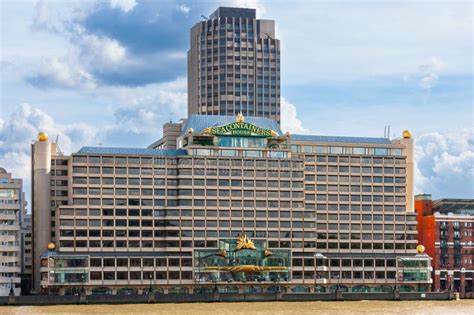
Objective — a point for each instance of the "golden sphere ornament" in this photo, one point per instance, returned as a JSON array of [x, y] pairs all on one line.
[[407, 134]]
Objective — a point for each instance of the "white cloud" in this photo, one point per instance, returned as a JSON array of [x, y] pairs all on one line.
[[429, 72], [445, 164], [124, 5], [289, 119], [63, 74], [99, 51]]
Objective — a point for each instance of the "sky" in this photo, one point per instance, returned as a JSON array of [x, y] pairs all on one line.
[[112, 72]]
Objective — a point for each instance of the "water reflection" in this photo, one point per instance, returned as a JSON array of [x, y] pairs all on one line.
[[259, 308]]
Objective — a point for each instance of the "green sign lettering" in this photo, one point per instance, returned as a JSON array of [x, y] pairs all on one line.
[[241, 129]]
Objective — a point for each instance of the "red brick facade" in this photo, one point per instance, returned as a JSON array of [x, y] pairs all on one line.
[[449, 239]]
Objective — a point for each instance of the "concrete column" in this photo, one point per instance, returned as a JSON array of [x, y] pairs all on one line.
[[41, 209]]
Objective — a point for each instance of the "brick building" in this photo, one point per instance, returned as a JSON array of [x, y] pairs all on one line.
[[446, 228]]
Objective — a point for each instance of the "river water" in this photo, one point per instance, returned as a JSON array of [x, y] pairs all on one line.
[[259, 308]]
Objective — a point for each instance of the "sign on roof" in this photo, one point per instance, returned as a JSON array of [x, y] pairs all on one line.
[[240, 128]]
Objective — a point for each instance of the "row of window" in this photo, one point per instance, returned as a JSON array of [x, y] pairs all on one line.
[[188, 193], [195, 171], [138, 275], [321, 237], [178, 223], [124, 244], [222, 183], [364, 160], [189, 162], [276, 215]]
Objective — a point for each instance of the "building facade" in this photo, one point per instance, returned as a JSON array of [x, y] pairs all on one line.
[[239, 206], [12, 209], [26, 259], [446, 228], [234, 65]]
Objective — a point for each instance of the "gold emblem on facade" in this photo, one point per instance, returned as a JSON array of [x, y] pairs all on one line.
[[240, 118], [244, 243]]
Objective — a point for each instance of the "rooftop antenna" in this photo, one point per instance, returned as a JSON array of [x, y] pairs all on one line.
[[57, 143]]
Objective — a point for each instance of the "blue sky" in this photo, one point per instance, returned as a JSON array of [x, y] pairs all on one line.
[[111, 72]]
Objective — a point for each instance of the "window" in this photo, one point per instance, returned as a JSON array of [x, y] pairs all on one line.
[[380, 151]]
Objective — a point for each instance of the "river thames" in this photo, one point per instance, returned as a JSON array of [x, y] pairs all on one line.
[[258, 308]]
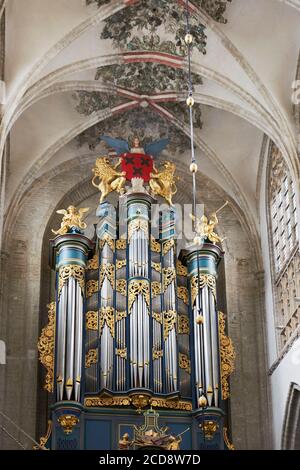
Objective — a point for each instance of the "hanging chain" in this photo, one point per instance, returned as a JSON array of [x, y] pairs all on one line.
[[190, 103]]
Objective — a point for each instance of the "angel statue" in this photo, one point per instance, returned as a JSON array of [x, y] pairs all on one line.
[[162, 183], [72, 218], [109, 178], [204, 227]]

...

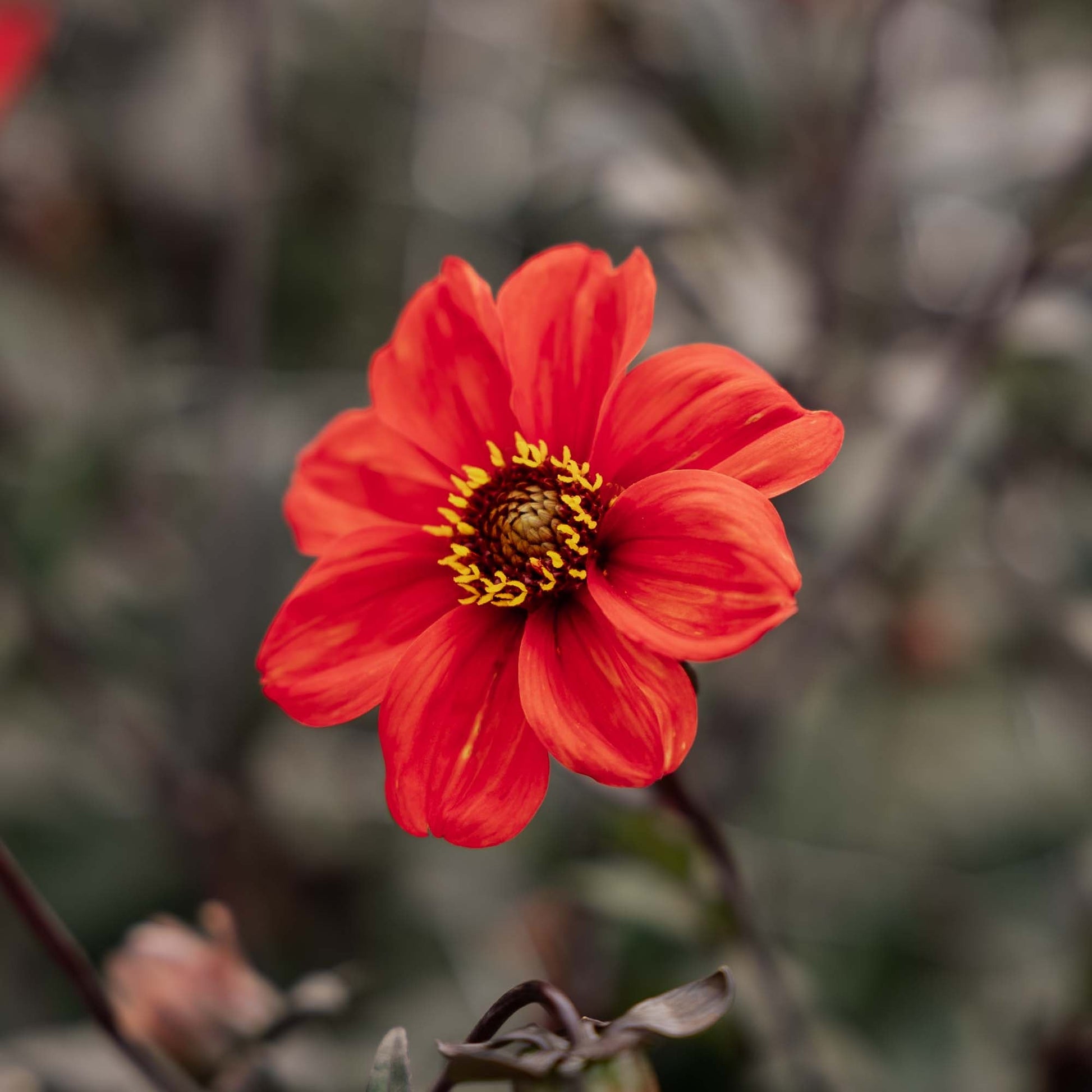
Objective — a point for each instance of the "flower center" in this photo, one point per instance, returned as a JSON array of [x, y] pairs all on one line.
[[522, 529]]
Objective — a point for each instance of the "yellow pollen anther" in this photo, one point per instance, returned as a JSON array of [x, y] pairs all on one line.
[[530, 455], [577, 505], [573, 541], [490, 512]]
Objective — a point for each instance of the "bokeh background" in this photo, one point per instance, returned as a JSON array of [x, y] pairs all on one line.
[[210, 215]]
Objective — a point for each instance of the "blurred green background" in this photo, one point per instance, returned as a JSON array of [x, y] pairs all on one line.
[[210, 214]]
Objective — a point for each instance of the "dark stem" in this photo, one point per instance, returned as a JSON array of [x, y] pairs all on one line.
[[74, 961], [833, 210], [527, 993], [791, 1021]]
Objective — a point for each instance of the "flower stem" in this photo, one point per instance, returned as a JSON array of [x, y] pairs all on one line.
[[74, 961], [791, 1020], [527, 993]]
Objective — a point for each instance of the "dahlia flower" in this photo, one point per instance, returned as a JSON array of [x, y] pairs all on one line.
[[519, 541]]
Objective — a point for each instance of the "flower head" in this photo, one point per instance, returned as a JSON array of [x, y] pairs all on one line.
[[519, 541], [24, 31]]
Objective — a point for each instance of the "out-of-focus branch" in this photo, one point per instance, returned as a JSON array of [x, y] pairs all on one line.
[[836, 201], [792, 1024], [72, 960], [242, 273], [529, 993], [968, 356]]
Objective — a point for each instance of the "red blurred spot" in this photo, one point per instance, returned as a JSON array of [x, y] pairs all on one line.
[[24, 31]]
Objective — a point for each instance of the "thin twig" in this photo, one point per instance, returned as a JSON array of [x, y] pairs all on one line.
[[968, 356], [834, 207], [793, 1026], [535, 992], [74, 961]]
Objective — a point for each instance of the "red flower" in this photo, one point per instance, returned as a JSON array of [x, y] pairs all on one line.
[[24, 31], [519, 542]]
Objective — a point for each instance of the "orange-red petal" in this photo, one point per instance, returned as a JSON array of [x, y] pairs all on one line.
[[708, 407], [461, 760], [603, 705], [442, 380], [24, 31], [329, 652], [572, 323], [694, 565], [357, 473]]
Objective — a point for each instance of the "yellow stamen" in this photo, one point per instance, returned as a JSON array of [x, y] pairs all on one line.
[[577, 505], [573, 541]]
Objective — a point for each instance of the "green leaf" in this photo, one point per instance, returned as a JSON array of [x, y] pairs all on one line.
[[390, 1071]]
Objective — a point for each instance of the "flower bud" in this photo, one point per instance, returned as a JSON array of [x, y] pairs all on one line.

---

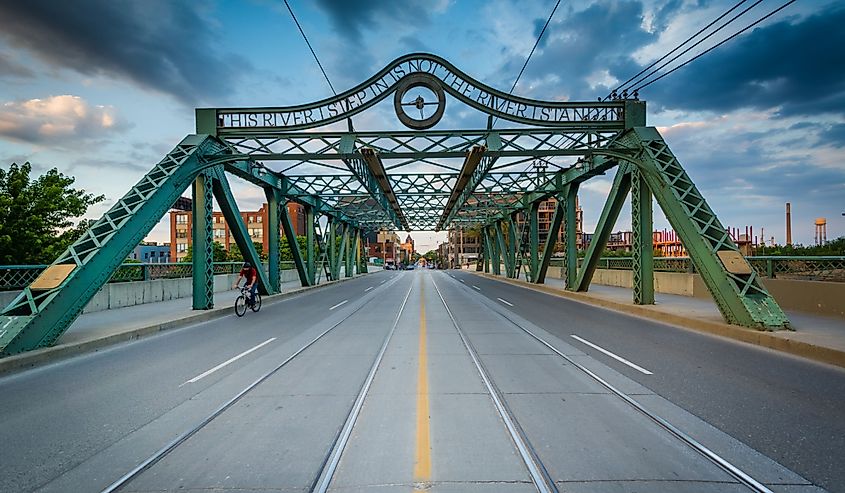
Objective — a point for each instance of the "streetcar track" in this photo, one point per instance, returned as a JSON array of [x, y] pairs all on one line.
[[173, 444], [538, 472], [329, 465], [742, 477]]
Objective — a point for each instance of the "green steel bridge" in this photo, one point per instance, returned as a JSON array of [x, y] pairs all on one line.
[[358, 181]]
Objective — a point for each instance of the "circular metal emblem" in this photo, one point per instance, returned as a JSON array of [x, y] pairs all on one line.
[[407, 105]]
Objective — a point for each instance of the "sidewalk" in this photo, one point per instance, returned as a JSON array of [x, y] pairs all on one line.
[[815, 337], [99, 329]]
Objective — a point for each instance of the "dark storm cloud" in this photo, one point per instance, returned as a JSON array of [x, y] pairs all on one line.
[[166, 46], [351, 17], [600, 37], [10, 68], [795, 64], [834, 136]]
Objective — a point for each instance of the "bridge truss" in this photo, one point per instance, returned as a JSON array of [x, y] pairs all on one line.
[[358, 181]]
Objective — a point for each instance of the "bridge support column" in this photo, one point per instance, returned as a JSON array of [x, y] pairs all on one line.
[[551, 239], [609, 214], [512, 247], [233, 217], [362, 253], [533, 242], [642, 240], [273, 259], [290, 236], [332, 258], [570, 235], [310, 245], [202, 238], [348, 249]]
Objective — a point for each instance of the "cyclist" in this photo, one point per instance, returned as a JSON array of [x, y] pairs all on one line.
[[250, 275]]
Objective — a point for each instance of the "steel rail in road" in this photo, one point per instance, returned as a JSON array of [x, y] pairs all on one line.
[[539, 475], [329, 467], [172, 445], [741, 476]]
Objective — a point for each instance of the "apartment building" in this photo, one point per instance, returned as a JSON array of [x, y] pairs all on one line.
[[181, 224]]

STATED EXERCISE — Locate every line in the items above that contains the string "stem" and copy each one. Case counts: capital and lowercase letters are different.

WRITTEN SOLUTION —
Objective — a point for each instance of the "dark stem" in this photo, one point per instance, returned as a JSON array of [x, y] pairs all on one line.
Objective — a point for each instance of the "flower stem" in this photo, one point per instance, returned as a JSON array of [x, y] pairs all on one line.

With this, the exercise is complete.